Attività da svolgere:
1. Nell'estratto sulla trasmissione del file Xml, quale soglia di valore non devono superare le operazioni escluse dall'obbligo perché prive del requisito territoriale?
2. Conta le righe delle voci che contengono la stringa "concrete" e scrivi soltanto il numero.

___ Estratto del documento

Così come accadeva per l’esterometro, l’obbligo di trasmissione del file Xml non sussiste con riguardo alle operazioni certificate da bolletta doganale o da fattura elettronica in formato Xml transitata dallo Sdi, nonché a quelle che non rilevano a fini Iva in Italia per carenza del requisito territoriale e che non superano, come valore, la soglia di 5 mila euro cadauna. 

Si tratta, quanto a queste ultime, di acquisti di beni e di servizi presso un fornitore non residente – che non determinano la necessità di integrare il documento passivo ricevuto, ovvero che non comportano l’emissione di un’autofattura – per i quali mancano i presupposti impositivi previsti dagli articoli da 7 a 7-octies del D.P.R. 633/72 (come si verifica, ad esempio, per le prestazioni relative ad immobili situati in territorio straniero, oppure in caso di acquisto di carburanti o di pernottamenti all’estero).

______
___ Dati dell'esercizio

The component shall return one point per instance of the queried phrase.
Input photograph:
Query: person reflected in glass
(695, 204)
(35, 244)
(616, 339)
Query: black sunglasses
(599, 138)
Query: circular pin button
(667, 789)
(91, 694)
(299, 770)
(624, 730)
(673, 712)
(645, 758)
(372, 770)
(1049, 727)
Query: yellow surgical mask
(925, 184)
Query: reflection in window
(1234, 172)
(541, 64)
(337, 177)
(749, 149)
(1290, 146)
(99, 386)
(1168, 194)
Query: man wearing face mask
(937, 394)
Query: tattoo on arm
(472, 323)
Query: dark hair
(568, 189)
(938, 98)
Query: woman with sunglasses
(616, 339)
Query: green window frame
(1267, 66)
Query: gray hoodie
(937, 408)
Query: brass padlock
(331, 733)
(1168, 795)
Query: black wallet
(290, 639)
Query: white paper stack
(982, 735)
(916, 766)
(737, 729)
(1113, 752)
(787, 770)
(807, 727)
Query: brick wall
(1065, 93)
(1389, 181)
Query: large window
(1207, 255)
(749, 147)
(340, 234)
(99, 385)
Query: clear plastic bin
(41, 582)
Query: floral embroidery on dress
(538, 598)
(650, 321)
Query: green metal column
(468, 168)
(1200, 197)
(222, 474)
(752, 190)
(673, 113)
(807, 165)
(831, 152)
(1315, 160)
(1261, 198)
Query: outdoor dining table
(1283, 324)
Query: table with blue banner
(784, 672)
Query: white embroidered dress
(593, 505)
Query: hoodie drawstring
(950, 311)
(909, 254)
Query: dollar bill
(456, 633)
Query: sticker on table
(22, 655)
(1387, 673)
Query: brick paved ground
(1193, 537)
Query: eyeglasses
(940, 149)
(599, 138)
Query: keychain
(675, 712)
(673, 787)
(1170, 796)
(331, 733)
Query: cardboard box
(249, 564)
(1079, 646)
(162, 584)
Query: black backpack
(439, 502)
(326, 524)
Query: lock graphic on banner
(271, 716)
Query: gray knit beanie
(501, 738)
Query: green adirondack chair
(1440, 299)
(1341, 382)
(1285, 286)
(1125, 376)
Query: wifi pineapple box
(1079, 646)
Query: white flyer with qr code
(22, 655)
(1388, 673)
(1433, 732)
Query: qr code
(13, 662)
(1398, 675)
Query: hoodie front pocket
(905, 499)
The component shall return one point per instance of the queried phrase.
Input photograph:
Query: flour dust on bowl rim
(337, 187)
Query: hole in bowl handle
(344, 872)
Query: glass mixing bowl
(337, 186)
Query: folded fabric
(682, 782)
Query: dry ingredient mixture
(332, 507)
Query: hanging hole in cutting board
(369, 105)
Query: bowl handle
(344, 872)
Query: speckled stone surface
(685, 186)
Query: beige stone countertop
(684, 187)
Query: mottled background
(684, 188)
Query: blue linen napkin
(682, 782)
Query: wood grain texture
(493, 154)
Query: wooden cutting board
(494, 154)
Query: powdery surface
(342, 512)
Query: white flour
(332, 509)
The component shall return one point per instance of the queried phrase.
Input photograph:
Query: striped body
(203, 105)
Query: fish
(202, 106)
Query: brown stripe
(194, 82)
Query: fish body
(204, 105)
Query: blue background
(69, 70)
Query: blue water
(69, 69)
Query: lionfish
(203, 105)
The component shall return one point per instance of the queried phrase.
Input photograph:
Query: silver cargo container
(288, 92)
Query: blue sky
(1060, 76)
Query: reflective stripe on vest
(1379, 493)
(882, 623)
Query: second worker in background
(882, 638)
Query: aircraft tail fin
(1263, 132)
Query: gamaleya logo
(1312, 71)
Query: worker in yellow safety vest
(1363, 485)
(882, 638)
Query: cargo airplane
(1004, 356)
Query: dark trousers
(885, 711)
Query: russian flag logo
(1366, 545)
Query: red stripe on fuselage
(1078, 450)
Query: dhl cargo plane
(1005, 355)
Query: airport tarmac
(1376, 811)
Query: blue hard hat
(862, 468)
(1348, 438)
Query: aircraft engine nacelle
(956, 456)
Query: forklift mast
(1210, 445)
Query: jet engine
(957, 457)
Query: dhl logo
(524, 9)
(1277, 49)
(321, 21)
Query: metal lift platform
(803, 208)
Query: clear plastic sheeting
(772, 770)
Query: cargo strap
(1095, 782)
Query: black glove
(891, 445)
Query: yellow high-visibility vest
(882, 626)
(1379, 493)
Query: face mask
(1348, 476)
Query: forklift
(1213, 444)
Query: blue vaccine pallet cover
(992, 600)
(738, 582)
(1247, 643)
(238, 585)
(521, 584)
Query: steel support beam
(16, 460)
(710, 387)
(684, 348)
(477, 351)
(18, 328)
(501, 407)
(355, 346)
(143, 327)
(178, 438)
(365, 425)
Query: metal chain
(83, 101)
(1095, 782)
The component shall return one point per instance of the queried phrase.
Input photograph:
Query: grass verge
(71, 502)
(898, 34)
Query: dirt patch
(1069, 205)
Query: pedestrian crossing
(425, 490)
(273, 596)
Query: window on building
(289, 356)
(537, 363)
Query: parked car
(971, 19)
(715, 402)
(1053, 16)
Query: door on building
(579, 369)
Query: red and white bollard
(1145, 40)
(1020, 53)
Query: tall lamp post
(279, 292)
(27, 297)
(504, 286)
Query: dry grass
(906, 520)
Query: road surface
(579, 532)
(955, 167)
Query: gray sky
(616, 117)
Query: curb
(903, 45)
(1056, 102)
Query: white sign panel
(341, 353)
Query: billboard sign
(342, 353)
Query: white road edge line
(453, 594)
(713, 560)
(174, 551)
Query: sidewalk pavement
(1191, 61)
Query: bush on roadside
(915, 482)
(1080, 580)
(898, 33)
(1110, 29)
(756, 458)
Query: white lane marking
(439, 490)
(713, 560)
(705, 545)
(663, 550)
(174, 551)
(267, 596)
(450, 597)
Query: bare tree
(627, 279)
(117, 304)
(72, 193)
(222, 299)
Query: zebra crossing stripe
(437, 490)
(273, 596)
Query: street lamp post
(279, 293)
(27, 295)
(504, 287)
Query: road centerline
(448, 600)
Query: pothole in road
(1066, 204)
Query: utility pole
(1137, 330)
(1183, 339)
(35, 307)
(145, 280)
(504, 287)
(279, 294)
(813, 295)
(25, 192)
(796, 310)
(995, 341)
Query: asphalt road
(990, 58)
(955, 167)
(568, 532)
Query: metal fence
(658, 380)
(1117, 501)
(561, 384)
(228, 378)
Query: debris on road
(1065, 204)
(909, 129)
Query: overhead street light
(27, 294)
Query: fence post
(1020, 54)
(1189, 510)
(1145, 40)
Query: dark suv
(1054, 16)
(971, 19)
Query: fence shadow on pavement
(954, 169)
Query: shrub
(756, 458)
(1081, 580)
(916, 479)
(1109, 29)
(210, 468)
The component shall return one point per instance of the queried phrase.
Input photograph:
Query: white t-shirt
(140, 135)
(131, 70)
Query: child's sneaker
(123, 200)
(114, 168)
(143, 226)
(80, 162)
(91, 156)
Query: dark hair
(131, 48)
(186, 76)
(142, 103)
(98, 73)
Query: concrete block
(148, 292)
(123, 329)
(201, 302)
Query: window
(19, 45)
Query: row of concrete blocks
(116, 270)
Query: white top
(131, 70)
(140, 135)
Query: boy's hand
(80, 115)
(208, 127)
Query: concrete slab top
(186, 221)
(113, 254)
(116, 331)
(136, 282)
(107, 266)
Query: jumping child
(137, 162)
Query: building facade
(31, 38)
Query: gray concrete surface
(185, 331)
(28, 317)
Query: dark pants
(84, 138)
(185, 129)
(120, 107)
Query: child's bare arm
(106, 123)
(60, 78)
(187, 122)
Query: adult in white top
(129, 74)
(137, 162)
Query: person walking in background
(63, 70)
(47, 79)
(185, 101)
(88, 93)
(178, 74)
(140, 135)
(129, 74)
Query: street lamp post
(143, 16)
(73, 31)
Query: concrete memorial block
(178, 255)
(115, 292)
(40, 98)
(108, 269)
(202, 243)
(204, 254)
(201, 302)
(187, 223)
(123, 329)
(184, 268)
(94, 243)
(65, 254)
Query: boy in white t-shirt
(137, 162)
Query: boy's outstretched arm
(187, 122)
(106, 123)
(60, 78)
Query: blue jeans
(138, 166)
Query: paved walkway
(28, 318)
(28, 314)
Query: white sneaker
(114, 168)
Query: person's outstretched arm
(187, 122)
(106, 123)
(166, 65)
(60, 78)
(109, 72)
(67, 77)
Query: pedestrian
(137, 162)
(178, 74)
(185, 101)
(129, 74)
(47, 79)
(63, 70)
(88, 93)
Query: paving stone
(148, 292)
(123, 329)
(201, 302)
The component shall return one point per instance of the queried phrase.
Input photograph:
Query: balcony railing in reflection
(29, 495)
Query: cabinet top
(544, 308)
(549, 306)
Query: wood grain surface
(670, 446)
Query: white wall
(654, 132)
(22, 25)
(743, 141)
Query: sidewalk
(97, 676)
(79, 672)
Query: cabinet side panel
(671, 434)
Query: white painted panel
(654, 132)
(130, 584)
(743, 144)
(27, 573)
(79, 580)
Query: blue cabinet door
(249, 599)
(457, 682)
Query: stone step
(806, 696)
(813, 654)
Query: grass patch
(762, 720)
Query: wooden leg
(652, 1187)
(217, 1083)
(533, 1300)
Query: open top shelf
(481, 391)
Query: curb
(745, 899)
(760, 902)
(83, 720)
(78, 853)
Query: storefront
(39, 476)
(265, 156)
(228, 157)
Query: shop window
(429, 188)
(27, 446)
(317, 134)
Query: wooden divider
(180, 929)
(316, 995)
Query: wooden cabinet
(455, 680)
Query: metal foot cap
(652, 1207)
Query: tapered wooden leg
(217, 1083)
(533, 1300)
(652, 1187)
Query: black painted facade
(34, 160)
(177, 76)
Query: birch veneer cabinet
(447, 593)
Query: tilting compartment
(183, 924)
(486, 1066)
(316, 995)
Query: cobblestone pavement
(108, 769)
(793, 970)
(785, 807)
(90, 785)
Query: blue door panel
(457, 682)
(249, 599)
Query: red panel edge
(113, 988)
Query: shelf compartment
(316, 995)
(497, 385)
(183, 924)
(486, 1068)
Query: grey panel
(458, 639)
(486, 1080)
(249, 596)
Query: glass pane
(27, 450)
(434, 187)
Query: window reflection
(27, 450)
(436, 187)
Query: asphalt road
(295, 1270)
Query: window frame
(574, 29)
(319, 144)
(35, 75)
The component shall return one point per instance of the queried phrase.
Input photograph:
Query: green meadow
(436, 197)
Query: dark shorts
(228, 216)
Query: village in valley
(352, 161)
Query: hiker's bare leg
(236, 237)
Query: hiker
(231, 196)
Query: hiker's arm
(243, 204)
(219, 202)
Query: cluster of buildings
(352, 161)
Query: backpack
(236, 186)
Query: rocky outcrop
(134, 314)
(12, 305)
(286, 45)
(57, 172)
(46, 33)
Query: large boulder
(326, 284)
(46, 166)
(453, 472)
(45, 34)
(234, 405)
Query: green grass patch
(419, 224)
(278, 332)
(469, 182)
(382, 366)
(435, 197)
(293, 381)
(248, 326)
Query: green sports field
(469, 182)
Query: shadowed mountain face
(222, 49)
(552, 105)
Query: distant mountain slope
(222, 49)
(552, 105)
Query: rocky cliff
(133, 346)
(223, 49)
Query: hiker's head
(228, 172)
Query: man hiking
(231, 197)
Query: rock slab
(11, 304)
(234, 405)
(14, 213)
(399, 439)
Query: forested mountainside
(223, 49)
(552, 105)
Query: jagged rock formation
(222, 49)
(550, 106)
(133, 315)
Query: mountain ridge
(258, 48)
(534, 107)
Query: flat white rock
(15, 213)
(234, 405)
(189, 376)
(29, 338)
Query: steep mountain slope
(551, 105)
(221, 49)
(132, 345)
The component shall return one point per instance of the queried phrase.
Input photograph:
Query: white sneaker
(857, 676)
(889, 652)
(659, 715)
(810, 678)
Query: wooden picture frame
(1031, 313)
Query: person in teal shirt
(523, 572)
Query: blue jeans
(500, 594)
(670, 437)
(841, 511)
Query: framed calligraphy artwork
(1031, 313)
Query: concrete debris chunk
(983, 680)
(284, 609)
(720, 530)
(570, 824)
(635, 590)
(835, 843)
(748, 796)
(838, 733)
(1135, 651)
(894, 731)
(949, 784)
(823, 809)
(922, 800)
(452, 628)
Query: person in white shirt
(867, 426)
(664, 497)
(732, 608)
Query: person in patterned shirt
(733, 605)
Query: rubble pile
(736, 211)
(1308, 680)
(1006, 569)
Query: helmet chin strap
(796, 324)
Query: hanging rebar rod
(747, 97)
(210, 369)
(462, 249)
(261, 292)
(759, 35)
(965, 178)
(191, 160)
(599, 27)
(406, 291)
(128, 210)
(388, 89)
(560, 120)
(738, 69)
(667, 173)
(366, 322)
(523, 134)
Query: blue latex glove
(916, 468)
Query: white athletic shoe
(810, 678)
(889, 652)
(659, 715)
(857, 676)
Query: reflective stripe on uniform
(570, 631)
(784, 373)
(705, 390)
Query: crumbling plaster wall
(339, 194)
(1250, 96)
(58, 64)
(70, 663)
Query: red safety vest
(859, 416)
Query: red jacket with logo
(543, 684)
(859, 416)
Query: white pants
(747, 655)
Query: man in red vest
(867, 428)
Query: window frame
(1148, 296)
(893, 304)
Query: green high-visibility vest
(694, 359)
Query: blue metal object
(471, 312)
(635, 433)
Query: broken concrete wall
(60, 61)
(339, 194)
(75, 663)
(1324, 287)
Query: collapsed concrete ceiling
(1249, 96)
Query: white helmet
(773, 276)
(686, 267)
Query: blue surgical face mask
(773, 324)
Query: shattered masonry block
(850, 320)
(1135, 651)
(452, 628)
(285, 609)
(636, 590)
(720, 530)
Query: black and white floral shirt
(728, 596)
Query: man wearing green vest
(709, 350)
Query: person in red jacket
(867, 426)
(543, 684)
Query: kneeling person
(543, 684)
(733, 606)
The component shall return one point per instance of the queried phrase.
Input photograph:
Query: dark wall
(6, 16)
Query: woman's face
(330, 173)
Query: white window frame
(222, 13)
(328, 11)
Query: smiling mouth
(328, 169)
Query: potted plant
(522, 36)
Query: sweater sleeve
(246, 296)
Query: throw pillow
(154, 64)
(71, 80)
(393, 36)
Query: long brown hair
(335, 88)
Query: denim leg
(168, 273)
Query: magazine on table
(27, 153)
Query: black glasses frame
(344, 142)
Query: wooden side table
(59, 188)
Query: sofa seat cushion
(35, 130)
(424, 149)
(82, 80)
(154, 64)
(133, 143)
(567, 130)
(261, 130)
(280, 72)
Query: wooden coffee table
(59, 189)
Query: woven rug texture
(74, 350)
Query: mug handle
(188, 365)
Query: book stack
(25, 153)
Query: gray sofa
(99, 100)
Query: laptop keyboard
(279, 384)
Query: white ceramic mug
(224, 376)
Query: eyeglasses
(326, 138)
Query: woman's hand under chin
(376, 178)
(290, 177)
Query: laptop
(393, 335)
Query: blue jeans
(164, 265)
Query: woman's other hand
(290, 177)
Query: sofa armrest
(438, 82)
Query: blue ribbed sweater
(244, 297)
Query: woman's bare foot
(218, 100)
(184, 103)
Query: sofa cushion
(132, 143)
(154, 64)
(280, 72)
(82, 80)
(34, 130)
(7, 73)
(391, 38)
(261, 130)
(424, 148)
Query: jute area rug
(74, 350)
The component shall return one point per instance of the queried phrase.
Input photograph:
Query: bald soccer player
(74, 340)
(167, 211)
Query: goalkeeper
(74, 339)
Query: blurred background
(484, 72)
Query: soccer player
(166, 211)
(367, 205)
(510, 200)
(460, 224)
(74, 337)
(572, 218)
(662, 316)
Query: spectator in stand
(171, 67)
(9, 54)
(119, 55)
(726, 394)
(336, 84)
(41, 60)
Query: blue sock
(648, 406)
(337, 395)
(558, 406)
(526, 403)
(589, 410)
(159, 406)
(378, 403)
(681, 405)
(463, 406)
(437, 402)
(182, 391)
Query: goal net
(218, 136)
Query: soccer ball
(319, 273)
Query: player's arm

______

Risposte per attività:
1. La soglia di 5 mila euro cadauna.

2. 8